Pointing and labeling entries
⁂
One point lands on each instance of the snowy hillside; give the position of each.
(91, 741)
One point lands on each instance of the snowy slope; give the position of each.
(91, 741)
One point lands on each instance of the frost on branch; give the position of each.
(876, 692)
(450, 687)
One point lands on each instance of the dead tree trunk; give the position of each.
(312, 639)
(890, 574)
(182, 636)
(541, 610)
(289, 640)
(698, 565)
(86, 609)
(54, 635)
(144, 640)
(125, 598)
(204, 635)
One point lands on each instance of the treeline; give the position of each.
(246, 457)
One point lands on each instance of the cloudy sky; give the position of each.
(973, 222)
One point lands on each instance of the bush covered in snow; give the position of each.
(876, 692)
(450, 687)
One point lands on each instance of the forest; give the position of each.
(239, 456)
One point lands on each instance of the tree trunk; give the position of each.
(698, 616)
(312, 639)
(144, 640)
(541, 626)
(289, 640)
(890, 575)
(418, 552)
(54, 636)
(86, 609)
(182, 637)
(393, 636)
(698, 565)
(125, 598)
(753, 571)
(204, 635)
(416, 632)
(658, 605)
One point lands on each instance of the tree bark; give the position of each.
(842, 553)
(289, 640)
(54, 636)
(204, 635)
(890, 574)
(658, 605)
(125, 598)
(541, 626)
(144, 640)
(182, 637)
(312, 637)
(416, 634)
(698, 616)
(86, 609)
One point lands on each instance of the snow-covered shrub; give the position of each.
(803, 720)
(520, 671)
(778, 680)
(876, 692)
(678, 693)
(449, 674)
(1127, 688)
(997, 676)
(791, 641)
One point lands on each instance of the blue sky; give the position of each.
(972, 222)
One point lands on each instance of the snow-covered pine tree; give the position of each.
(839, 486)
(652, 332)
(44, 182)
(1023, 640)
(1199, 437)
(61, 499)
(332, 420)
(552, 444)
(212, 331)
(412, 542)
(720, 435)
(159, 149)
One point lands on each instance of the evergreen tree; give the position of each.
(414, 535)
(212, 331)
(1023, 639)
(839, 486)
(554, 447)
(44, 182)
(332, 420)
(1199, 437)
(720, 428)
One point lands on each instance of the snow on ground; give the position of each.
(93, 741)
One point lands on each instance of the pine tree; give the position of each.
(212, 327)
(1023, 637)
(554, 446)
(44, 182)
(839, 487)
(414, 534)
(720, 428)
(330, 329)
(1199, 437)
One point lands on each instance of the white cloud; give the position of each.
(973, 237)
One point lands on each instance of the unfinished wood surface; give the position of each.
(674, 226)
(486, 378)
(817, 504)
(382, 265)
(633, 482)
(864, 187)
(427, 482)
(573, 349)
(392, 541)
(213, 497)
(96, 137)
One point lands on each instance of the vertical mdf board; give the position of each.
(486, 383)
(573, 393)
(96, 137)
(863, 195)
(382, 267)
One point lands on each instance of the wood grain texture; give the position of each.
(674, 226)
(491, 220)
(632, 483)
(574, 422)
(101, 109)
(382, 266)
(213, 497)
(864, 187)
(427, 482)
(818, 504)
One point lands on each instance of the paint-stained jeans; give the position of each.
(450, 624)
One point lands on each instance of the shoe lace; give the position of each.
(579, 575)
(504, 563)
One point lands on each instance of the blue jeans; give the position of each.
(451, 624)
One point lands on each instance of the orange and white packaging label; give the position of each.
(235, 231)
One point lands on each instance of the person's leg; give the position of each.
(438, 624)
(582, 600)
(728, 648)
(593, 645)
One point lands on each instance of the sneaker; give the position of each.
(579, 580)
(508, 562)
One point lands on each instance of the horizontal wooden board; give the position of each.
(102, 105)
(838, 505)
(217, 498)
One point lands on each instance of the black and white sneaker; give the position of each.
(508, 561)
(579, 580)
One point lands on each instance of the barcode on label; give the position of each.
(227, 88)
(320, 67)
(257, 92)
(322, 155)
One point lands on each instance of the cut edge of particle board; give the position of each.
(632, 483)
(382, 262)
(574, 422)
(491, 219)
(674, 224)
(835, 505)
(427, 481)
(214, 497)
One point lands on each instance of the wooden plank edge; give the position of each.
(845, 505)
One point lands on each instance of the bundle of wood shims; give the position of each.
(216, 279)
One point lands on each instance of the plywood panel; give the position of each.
⁂
[Task to complete] Copy the material from the line with "One point lands on each instance of the sneaker;" through the end, keeping every request line, and raise each coordinate in the answers by 80.

[Result]
One point lands on each instance of the sneaker; give the position of each.
(659, 660)
(588, 642)
One point lands on each instance of the horizontal wooden board; give the position of each.
(182, 185)
(918, 585)
(297, 578)
One point lands on each instance of the black and white sneaker; give the position of each.
(588, 641)
(659, 660)
One point lands on each instance of the barcode on label; give the position of each.
(307, 168)
(400, 147)
(337, 172)
(402, 235)
One point lands on each instance of the cut edge of particle board; give the position of each.
(712, 563)
(462, 342)
(654, 502)
(571, 299)
(754, 304)
(915, 585)
(507, 561)
(294, 577)
One point lands on each instance of the wooden plank edge; give the position of each.
(925, 585)
One point lands on each instance of the bundle of wood shims; give the position of each.
(296, 359)
One point lands on each instance of the plywood panel; give the position of each.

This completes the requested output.